** START SELECTION **
Mesh and nodal analysis

[M P]

Homework Statement

Please see a picture

Homework Equations

KVL

The Attempt at a Solution

V1-I1Z1-(I1-I2)Z4=0
Z2(I2-I4)+Z5(I2-I3)-(I2-I1)Z4=0
Z3I3+V2+Z5(I3-I2)=0
V3+Z2(I2-I4)=0

Any clues are appreciated..

 

[gneill]

Homework Statement

Please see a picture
View attachment 76921

Homework Equations

KVL

The Attempt at a Solution

V1-I1Z1-(I1-I2)Z4=0
Z2(I2-I4)+Z5(I2-I3)-(I2-I1)Z4=0
Z3I3+V2+Z5(I3-I2)=0
V3+Z2(I2-I4)=0

Any clues are appreciated..

When you write your mesh equations make sure to first indicate your assumed current directions, then make sure that you are consistent in summing either potential drops or potential rises. I note, for example, that last term in your second equation seems to be inconsistent. The first two terms look like potential drops due to assumed clockwise mesh currents, while the last term looks like a potential rise. Similarly for your last equation, the currents in the second term don't don't match the assumed mesh current directions if the V3 term is taken to be a potential drop for KVL going clockwise around the loop.

 

[M P]

When you write your mesh equations make sure to first indicate your assumed current directions, then make sure that you are consistent in summing either potential drops or potential rises. I note, for example, that last term in your second equation seems to be inconsistent. The first two terms look like potential drops due to assumed clockwise mesh currents, while the last term looks like a potential rise. Similarly for your last equation, the currents in the second term don't don't match the assumed mesh current directions if the V3 term is taken to be a potential drop for KVL going clockwise around the loop.

Attached direction of currents as suggested.

 

[gneill]

Mesh currents should be indicated by curved arrows inside the given loop, not in the wiring itself. Otherwise there can be confusion as to the direction on the shared boarders of loops -- which arrow pertains to which mesh?
** END SELECTION **
** START DATA **
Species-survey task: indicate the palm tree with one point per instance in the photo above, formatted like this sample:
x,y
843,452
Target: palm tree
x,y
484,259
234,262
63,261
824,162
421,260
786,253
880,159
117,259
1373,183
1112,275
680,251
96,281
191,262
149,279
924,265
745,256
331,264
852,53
** END DATA **
• [PROBLEMS TO SOLVE]
1. In the mesh analysis thread, rewrite the passage from "Attached direction of" up to and including "to which mesh?", changing "curved arrows" to "circular arrows".
2. Carry the mesh analysis thread further, picking up after its final sentence.

• [OUTPUTS]
1.
Attached direction of currents as suggested.

 

[gneill]

Mesh currents should be indicated by circular arrows inside the given loop, not in the wiring itself. Otherwise there can be confusion as to the direction on the shared boarders of loops -- which arrow pertains to which mesh?

2.
Usually it's convenient to have all the mesh currents be either clockwise or counterclockwise (there's a good reason for this, having to do with a very simple way to write the mesh equations in matrix form by inspection which I'm sure you'll cover in your course at some point).

You seem to have chosen the following:

I1 : clockwise
I2 : clockwise
I3 : counterclockwise
I4 : counterclockwise

That's fine, but now you'll need to write out your mesh equations accordingly.

 

[M P]

Mesh currents should be indicated by curved arrows inside the given loop, not in the wiring itself. Otherwise there can be confusion as to the direction on the shared boarders of loops -- which arrow pertains to which mesh?

Usually it's convenient to have all the mesh currents be either clockwise or counterclockwise (there's a good reason for this, having to do with a very simple way to write the mesh equations in matrix form by inspection which I'm sure you'll cover in your course at some point).

You seem to have chosen the following:

I1 : clockwise
I2 : clockwise
I3 : counterclockwise
I4 : counterclockwise

That's fine, but now you'll need to write out your mesh equations accordingly.

V1 -(Z1+Z4)J1+Z4J2 =0
Z4J1-(Z4+Z2+Z5)J2+Z5J3-V3=0
Z5I2-(Z5+Z3)I3-V2=0

 

[M P]

V3+Z2(I4-I2)=0 ??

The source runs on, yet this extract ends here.